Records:

-*-

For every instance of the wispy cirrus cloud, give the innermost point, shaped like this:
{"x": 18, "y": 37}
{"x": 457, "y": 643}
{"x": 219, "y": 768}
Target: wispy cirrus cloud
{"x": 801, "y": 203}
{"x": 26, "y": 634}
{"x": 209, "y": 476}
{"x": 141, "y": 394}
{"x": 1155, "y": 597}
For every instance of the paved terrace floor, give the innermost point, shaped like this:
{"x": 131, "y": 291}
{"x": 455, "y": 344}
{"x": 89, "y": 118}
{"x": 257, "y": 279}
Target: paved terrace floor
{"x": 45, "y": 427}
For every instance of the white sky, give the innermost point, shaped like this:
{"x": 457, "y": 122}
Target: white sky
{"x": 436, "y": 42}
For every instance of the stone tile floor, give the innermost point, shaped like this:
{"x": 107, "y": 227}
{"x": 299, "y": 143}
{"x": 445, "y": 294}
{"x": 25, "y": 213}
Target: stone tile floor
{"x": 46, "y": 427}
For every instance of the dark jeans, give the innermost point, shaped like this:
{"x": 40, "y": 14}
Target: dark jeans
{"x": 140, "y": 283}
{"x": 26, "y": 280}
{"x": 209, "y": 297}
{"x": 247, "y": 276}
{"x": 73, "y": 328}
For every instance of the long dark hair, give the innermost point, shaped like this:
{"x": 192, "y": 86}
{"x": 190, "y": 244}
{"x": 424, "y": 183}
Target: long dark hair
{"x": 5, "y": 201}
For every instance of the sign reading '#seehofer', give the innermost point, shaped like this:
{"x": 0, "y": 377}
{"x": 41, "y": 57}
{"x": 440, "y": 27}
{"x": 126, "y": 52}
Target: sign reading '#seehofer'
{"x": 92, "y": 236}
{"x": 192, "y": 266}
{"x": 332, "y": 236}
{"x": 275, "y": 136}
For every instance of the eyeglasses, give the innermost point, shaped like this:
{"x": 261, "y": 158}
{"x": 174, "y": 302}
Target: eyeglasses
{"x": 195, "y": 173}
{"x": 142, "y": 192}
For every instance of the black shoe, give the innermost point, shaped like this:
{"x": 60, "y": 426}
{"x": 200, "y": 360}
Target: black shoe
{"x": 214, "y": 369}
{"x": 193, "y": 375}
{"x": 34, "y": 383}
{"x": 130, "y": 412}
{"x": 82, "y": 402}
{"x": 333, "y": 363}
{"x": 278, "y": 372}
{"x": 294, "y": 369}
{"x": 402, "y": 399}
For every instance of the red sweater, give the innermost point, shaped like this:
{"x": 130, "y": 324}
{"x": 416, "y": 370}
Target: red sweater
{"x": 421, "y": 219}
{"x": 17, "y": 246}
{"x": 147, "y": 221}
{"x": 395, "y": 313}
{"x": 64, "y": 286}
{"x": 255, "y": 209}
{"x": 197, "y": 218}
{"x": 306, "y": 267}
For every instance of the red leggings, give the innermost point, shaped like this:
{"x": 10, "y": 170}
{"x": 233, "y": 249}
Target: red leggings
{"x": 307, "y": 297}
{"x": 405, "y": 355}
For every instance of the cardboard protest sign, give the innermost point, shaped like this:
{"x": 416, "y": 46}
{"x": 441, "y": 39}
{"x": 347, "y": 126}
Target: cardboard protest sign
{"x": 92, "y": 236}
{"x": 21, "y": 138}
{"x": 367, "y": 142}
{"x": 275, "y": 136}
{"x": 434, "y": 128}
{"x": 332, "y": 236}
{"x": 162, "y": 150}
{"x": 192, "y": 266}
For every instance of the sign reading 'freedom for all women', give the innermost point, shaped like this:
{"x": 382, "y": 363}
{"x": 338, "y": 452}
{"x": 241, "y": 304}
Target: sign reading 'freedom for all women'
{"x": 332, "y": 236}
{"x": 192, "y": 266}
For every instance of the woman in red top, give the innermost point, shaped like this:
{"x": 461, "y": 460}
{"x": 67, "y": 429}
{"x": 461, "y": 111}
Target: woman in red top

-*-

**What you have to do:**
Transcribe every record above exactly as it appears.

**Task answer:**
For every instance of the wispy cirrus cloud, give the innermost point, shaped like this:
{"x": 18, "y": 37}
{"x": 457, "y": 643}
{"x": 219, "y": 768}
Target: wispy cirrus cloud
{"x": 801, "y": 203}
{"x": 26, "y": 634}
{"x": 209, "y": 476}
{"x": 141, "y": 394}
{"x": 1155, "y": 597}
For every instance of the paved terrace floor, give the innermost point, shaped like this:
{"x": 131, "y": 291}
{"x": 455, "y": 344}
{"x": 89, "y": 118}
{"x": 257, "y": 279}
Target: paved terrace floor
{"x": 45, "y": 427}
For every instance of the white sky, give the innermost point, shaped like this:
{"x": 457, "y": 122}
Target: white sky
{"x": 436, "y": 42}
For every instance of the stone tile floor, give the innermost point, shaped like this:
{"x": 107, "y": 227}
{"x": 299, "y": 143}
{"x": 445, "y": 294}
{"x": 25, "y": 213}
Target: stone tile floor
{"x": 46, "y": 427}
For every instance of the dark jeans, give the innermost point, shaped like this:
{"x": 40, "y": 14}
Target: dark jeans
{"x": 140, "y": 283}
{"x": 26, "y": 280}
{"x": 209, "y": 297}
{"x": 247, "y": 276}
{"x": 73, "y": 328}
For every instance of the long dark hair, give the innermost point, shaped like this:
{"x": 192, "y": 86}
{"x": 190, "y": 244}
{"x": 424, "y": 183}
Target: long dark hair
{"x": 5, "y": 201}
For every instance of the sign reading '#seehofer', give the innermost point, shaped like this:
{"x": 0, "y": 377}
{"x": 41, "y": 57}
{"x": 440, "y": 27}
{"x": 126, "y": 52}
Target: sign reading '#seehofer'
{"x": 92, "y": 236}
{"x": 192, "y": 266}
{"x": 332, "y": 236}
{"x": 275, "y": 136}
For every instance of the eyeglasses, give the innermost point, shaped like this:
{"x": 261, "y": 158}
{"x": 174, "y": 302}
Target: eyeglasses
{"x": 195, "y": 173}
{"x": 142, "y": 192}
For every instance of the black shoe, give the innermost point, shaped like this:
{"x": 60, "y": 426}
{"x": 200, "y": 360}
Target: black shoe
{"x": 214, "y": 369}
{"x": 193, "y": 375}
{"x": 34, "y": 383}
{"x": 130, "y": 412}
{"x": 82, "y": 402}
{"x": 333, "y": 363}
{"x": 278, "y": 372}
{"x": 294, "y": 369}
{"x": 402, "y": 399}
For every instance of the red sweater, give the innermost point, shaped like this:
{"x": 130, "y": 324}
{"x": 416, "y": 370}
Target: red sweater
{"x": 421, "y": 219}
{"x": 17, "y": 246}
{"x": 147, "y": 221}
{"x": 395, "y": 313}
{"x": 64, "y": 286}
{"x": 255, "y": 209}
{"x": 197, "y": 218}
{"x": 306, "y": 267}
For every instance of the red leggings, give the innermost point, shaped like this:
{"x": 10, "y": 170}
{"x": 233, "y": 249}
Target: red leggings
{"x": 307, "y": 297}
{"x": 405, "y": 355}
For every instance of the cardboard protest sign, give the innermost point, shaped like this:
{"x": 416, "y": 46}
{"x": 441, "y": 39}
{"x": 347, "y": 126}
Target: cardboard protest sign
{"x": 92, "y": 236}
{"x": 21, "y": 138}
{"x": 367, "y": 142}
{"x": 275, "y": 136}
{"x": 434, "y": 128}
{"x": 332, "y": 236}
{"x": 162, "y": 150}
{"x": 192, "y": 266}
For every instance of the sign reading 'freedom for all women', give the innermost point, shaped like this:
{"x": 382, "y": 363}
{"x": 338, "y": 452}
{"x": 241, "y": 304}
Target: sign reading 'freedom for all women'
{"x": 332, "y": 236}
{"x": 192, "y": 266}
For every instance of the woman in red top, give the innermost point, shaped like this:
{"x": 461, "y": 460}
{"x": 67, "y": 429}
{"x": 461, "y": 111}
Target: woman in red top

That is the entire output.